* [What you should do]:
Render the data below as a Markdown table with the columns Row and Line, covering only the span from the line containing "[Guideline] Examine the image above carefully. For each small" through the last line of the data. Number each line in the Row column and skip any blank lines.

* [Listing]:
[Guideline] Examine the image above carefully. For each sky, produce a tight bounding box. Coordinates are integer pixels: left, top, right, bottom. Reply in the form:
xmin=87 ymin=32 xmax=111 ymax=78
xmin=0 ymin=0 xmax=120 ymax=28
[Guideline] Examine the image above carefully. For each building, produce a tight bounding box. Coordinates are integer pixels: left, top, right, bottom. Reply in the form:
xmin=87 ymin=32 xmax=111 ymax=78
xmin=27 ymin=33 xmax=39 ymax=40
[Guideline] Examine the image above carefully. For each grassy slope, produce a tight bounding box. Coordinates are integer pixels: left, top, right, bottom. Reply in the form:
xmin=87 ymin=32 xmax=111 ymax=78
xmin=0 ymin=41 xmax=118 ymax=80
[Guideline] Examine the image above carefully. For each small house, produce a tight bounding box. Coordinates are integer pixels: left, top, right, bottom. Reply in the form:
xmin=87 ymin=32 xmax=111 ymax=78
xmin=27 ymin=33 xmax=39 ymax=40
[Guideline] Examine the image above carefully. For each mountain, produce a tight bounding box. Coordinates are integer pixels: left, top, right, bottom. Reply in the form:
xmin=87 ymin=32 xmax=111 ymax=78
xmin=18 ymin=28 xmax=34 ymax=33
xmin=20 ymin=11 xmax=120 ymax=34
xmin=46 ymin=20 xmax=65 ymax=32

* [Solution to the problem]:
| Row | Line |
|---|---|
| 1 | [Guideline] Examine the image above carefully. For each small house, produce a tight bounding box. Coordinates are integer pixels: left, top, right, bottom. Reply in the form: |
| 2 | xmin=87 ymin=32 xmax=111 ymax=78 |
| 3 | xmin=27 ymin=33 xmax=39 ymax=40 |
| 4 | [Guideline] Examine the image above carefully. For each mountain, produce a tight bounding box. Coordinates are integer pixels: left, top, right, bottom. Reply in the form: |
| 5 | xmin=87 ymin=32 xmax=111 ymax=78 |
| 6 | xmin=18 ymin=28 xmax=34 ymax=33 |
| 7 | xmin=20 ymin=11 xmax=120 ymax=34 |
| 8 | xmin=46 ymin=20 xmax=65 ymax=32 |